● Zu erledigen
1. An welchem Datum traf der Europäische Gerichtshof für Menschenrechte laut dem Text zur Lage von LGBTI-Personen in Georgien seine Feststellung im Fall Identoba gegen Georgien?
2. Setzen Sie den Text zur Lage von LGBTI-Personen in Georgien im Anschluss an seinen letzten Satz fort.

● Seitentext
-----

Zu den gewalttätigen Übergriffen am IDAHO-Tag 2013 hat der Europäische Gerichtshof für Menschenrechte im Fall Identoba gegen Georgien am 12. Mai 2015 festgestellt, dass die Polizei demonstrierenden LGBTI-Aktivisten nicht ausreichend Schutz vor den Übergriffen nichtstaatlicher Stellen gewährt hat.
Nach einem Bericht von Amnesty International konnten LGBTI-Aktivisten an einer politischen Diskussion zur Änderung der Verfassung (die Ehe sollte als Verbindung zwischen einem Mann und einer Frau definiert werden), auf Grund fehlender Sicherheitszusage durch die staatlichen Stellen Georgiens nicht teilnehmen. Amnesty berichtet weiter, dass eine Transfrau nach einem gewalttätigen Überfall durch zwei Männer am 23. November 2016 im Krankenhaus infolge der Verletzungen aus dem Überfall verstorben ist.
Hinsichtlich der Verfügbarkeit einer geschlechtsangleichenden Therapie trägt der Kläger selbst vor, dass es in Georgien solche Therapiemöglichkeiten gibt.

-----

Einträge in einem Datensatz:
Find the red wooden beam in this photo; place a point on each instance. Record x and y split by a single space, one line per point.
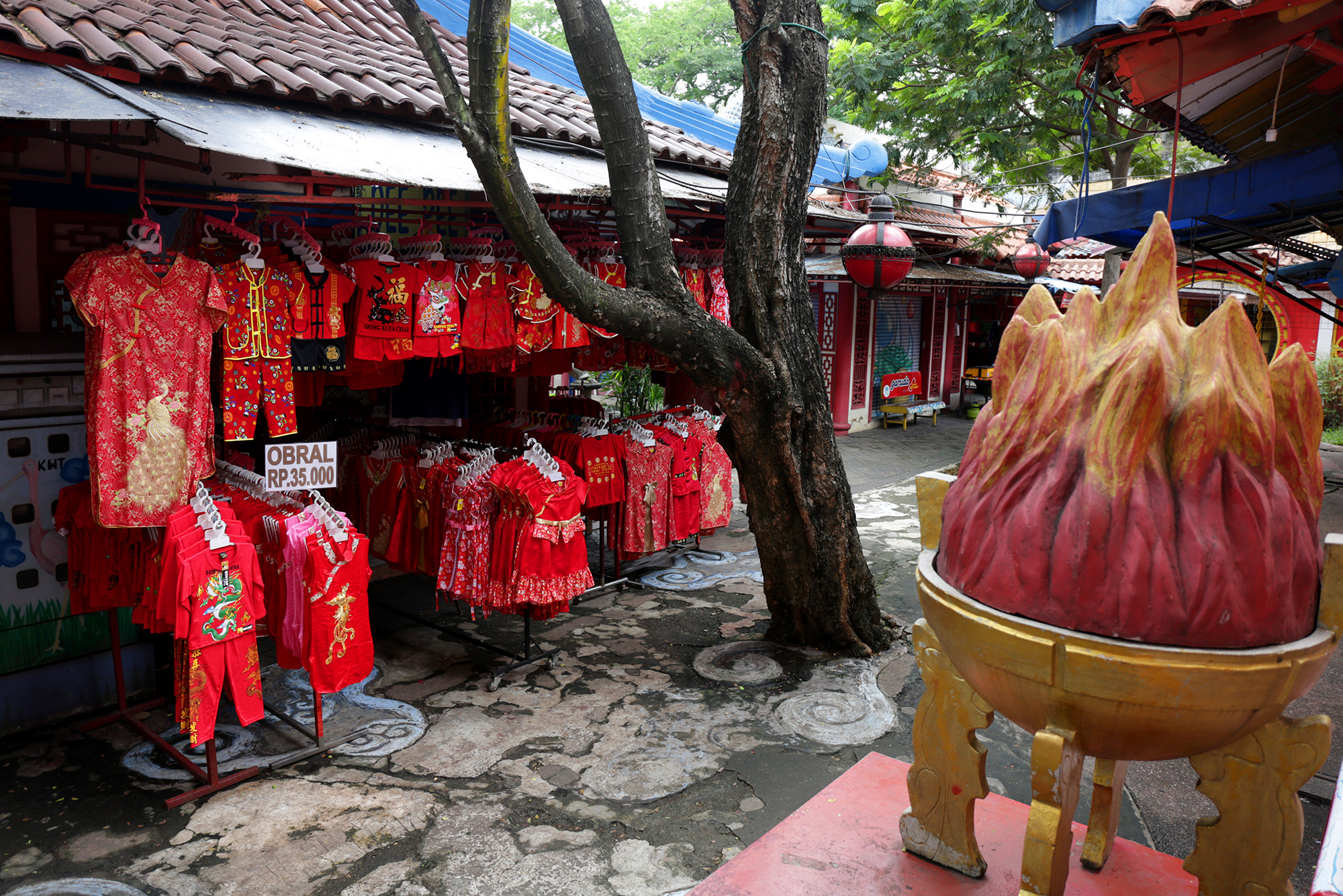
61 59
1149 66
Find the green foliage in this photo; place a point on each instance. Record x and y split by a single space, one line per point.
686 48
633 389
1329 372
981 82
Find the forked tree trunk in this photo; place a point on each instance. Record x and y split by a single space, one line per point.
766 370
817 580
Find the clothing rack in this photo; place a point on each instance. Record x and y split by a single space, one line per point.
209 776
242 479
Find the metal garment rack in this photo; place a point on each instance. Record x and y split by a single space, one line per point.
315 734
127 714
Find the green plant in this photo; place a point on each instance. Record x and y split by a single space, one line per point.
633 389
1330 375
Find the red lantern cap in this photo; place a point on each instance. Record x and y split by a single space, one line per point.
879 255
1031 260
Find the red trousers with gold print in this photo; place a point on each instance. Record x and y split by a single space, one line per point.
253 384
234 662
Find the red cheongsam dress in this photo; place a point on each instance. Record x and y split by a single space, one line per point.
535 311
320 319
150 413
613 274
718 291
553 564
601 464
220 600
490 317
648 477
694 279
438 313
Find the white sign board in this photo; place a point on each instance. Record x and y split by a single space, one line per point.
303 464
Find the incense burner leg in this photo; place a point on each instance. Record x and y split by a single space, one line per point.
949 770
1056 772
1252 844
1107 799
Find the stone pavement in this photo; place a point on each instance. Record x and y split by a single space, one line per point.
876 458
668 737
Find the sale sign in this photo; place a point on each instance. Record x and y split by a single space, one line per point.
902 385
310 464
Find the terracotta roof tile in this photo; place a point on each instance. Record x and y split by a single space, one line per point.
283 75
354 52
1079 270
25 36
49 31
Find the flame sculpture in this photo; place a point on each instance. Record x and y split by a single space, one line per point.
1142 479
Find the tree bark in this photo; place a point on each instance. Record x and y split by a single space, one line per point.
766 369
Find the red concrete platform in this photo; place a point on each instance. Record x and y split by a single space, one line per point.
845 842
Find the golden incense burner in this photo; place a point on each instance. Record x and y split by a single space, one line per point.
1127 568
1084 695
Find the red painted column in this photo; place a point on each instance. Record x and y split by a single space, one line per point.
844 358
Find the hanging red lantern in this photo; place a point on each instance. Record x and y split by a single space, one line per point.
879 255
1031 260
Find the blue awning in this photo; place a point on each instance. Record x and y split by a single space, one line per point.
1279 187
835 164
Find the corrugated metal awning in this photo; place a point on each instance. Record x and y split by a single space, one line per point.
34 91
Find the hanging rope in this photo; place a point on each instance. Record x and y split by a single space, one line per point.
1263 297
1180 98
763 28
1084 195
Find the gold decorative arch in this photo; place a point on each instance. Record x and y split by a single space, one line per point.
1271 297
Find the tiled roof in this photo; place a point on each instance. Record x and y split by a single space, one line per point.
831 267
1078 270
346 52
1180 9
1079 247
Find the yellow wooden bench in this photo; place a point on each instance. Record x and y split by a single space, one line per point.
911 409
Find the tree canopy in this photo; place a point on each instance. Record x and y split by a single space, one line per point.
686 48
981 82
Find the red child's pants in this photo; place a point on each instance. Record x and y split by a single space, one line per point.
252 384
234 660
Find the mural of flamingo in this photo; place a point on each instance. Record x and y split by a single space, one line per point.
46 557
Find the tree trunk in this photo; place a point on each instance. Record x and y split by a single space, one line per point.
766 370
798 494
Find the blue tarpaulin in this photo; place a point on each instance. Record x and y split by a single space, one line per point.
835 164
1240 191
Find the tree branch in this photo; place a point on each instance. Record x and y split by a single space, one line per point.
712 354
636 192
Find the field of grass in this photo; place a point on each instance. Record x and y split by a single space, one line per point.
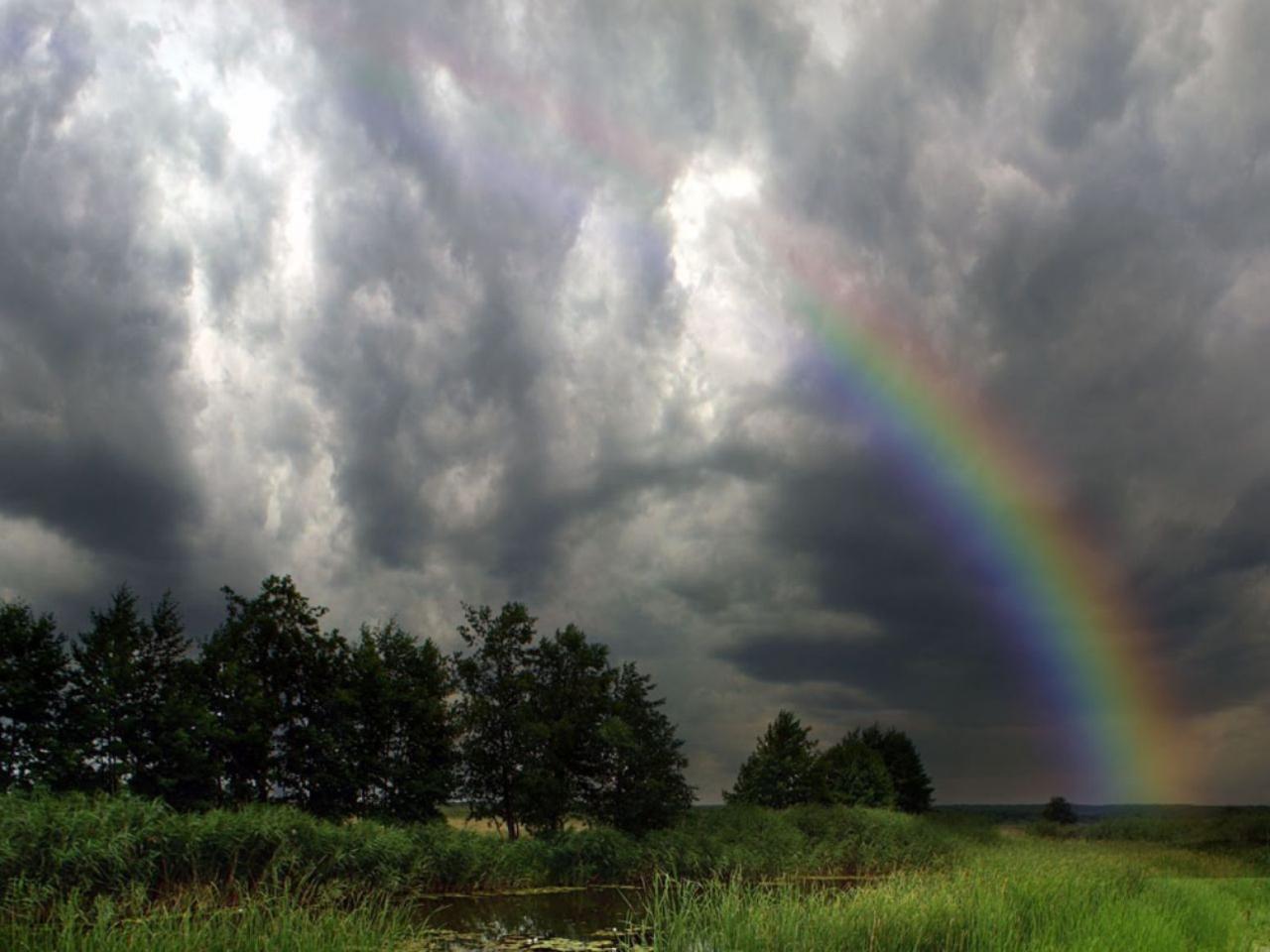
55 847
1017 895
81 874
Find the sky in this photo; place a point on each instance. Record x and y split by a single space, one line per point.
476 301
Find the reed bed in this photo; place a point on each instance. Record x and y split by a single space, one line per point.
1021 896
53 847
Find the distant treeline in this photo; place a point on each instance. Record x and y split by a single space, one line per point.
272 708
869 767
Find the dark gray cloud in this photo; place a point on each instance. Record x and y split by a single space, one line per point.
467 301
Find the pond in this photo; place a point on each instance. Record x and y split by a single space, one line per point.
544 920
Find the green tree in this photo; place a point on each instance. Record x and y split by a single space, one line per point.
404 747
33 675
642 783
780 771
278 694
571 698
912 784
173 757
495 711
853 774
108 696
1058 810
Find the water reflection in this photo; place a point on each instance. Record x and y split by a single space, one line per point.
472 921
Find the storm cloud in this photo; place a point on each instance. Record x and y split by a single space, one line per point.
471 301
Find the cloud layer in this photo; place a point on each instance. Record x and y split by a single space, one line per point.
439 302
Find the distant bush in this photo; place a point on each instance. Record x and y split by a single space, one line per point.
1223 828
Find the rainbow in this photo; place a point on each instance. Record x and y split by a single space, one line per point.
1060 597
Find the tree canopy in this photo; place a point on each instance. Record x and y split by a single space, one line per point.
869 767
781 770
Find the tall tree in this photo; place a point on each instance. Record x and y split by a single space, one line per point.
780 771
495 711
107 706
172 757
33 675
642 783
404 751
571 699
277 693
913 788
853 774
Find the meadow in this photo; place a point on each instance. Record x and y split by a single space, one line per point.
108 874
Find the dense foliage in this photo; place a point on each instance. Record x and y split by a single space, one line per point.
869 767
780 771
273 708
1058 810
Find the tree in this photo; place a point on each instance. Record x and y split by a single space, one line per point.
853 774
173 757
780 771
32 682
642 783
495 711
109 694
404 730
571 698
277 692
1058 810
912 784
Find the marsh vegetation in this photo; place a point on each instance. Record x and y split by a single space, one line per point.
118 873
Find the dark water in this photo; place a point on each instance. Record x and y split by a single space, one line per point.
570 914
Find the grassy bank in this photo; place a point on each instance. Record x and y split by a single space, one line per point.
1015 896
53 847
105 874
286 920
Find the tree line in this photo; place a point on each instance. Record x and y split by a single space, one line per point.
869 767
529 730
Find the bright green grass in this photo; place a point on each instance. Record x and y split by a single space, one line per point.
1015 896
209 921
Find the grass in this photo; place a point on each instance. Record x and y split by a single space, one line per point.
211 920
53 847
122 874
1012 896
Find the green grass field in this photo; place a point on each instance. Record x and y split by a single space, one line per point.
81 874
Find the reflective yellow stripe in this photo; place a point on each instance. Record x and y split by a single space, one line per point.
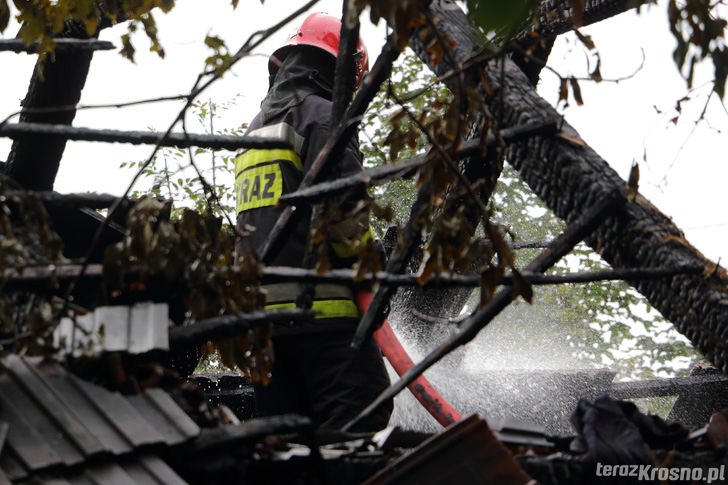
324 308
258 187
348 250
251 158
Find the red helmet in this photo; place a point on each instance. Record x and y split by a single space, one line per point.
323 31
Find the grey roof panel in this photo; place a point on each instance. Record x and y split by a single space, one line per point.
53 419
147 470
169 420
31 434
119 414
54 406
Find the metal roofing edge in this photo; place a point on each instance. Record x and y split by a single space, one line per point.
56 419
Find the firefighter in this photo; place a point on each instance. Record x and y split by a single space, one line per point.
316 373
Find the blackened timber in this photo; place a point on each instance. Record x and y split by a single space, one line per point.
34 160
231 435
570 176
554 17
345 61
41 277
469 328
17 45
677 386
90 200
227 326
339 137
19 131
407 168
410 239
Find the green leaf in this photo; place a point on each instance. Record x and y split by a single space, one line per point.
215 42
499 15
127 49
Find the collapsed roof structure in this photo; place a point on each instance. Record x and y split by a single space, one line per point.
94 441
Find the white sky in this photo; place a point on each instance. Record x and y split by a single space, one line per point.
685 176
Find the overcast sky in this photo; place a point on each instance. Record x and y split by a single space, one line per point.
684 173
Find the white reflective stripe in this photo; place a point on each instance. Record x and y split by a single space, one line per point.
283 131
287 292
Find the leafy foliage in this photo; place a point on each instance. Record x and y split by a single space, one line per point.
598 324
173 177
26 238
192 261
42 20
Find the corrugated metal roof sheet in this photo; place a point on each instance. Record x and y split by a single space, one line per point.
135 329
146 470
56 419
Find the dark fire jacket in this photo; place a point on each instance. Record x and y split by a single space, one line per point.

-----

● Antworten pro Aufgabe
1. Am 12. Mai 2015.

2.
b) Diese Lage zugrunde gelegt, muss angesichts der zwischenzeitlich eingeleiteten geschlechtsangleichenden Therapie von einer zugunsten des Klägers maßgeblich geänderten Sachlage ausgegangen werden. Aufgrund dessen ist ein weiteres Asylverfahren in der Bundesrepublik Deutschland durchzuführen.
Die derzeitige Sachlage zeigt, dass der georgische Staat nicht durchgehend willens und fähig ist, Übergriffe durch Dritte effektiv auszuschließen. Dies wird sowohl unter dem Aspekt des Flüchtlingsschutzes (§§ 3 Abs. 1 Nr. 1, 3 b Abs. 1 Nr. 4, 3 c Nr. 3 AsylG), des subsidiären Schutzes (§ 4 Abs. 1 Nr. 2 und Nr. 3 AsylG), als auch mit Blick auf den Schutz der sexuellen Identität des Klägers (§ 60 Abs. 5 AufenthG i.v.m. Art. 8 EMRK, vgl. Meyer-Ladewig, Europäische Menschenrechtskonvention, 4. Aufl. 2017, Art. 8, Rn. 26 sowie Art. 3, Rn. 9) zu betrachten sein.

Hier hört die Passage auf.